The entries follow. Please return all of them exactly.

Stored data entries:

[Start of section]

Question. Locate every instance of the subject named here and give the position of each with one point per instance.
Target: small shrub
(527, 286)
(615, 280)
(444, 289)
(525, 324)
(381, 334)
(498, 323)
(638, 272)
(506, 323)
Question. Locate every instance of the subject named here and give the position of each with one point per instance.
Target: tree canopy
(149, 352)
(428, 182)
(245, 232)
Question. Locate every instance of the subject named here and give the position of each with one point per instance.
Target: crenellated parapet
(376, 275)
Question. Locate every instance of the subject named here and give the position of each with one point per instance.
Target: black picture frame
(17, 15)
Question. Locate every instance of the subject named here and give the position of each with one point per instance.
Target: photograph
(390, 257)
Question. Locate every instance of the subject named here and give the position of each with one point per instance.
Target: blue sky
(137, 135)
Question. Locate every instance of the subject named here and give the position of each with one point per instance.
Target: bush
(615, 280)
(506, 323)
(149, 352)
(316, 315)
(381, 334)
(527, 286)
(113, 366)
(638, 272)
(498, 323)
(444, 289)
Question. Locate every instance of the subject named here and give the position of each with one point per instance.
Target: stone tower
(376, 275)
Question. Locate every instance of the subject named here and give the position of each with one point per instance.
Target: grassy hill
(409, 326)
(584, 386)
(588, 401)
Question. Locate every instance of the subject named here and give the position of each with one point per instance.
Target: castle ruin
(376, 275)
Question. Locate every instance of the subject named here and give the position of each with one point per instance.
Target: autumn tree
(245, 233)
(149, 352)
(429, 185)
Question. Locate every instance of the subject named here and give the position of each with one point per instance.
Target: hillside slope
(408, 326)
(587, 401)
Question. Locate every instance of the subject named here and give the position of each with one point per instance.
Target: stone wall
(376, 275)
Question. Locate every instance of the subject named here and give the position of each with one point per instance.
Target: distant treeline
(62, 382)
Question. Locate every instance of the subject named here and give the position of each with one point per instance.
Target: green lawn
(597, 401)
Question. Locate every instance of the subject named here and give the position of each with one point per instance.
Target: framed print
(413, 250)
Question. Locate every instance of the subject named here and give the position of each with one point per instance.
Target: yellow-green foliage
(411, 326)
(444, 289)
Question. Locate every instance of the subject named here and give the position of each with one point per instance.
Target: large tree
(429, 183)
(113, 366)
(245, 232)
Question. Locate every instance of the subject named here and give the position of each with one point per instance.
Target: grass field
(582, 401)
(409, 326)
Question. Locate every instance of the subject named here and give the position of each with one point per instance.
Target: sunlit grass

[End of section]

> _TASK ANSWER_:
Question. Locate every instance of the subject named here and give the position of each with one point per instance.
Target: small shrub
(527, 286)
(615, 280)
(444, 289)
(525, 324)
(381, 334)
(498, 323)
(638, 272)
(506, 323)
Question. Locate every instance of the subject named here and give the position of each with one point per instance.
Target: tree canopy
(149, 352)
(428, 182)
(245, 232)
Question. Locate every instance of the subject named here and give the position of each with one point per instance.
Target: crenellated parapet
(376, 275)
Question. Locate every instance of the subject named here and give the position of each with one point per instance.
Target: black picture frame
(17, 15)
Question. Locate every instance of the subject named here and give the position of each with one point per instance.
Target: photograph
(390, 257)
Question. Locate every instance of the subject named here and give the position of each with one point per instance.
Target: blue sky
(137, 135)
Question. Locate every instance of the subject named here and give the position of each with one point per instance.
Target: bush
(615, 280)
(506, 323)
(149, 352)
(316, 315)
(381, 334)
(527, 286)
(113, 366)
(638, 272)
(498, 323)
(444, 289)
Question. Locate every instance of the subject named here and give the position of each with one point per instance.
Target: stone tower
(376, 275)
Question. Locate every instance of the subject named here and give the position of each with one point per instance.
Target: grassy hill
(409, 326)
(584, 386)
(588, 401)
Question. Locate every instance of the subject named here and give the position of each with one point per instance.
Target: castle ruin
(376, 275)
Question. Locate every instance of the subject named here and give the position of each with one point per instance.
Target: autumn tree
(245, 233)
(149, 352)
(429, 185)
Question. Locate every instance of the subject named here and give the position of each with one point per instance.
Target: hillside slope
(408, 326)
(587, 401)
Question. Locate every instance of the subject named here and give the position of each with one point per instance.
Target: stone wall
(376, 275)
Question. Locate every instance of the subject named here and give the position of each with one point per instance.
Target: distant treeline
(62, 382)
Question. Locate every instance of the subject named here and give the position of each with one point per instance.
Target: green lawn
(597, 401)
Question. Locate every instance of the subject named here and give the position of each with one point per instance.
Target: framed print
(413, 250)
Question. Locate every instance of the subject named here and give the position of each with one point per instance.
Target: yellow-green foliage
(411, 326)
(444, 289)
Question. Locate every instance of the subject named here and give the position of each with one point per instance.
Target: large tree
(429, 183)
(113, 366)
(245, 232)
Question. Locate every instance of the subject named here and give the position of each with one point per instance.
Target: grass field
(582, 401)
(409, 326)
Question. Locate every instance of the subject named here and give the position of each with one point per instance.
Target: sunlit grass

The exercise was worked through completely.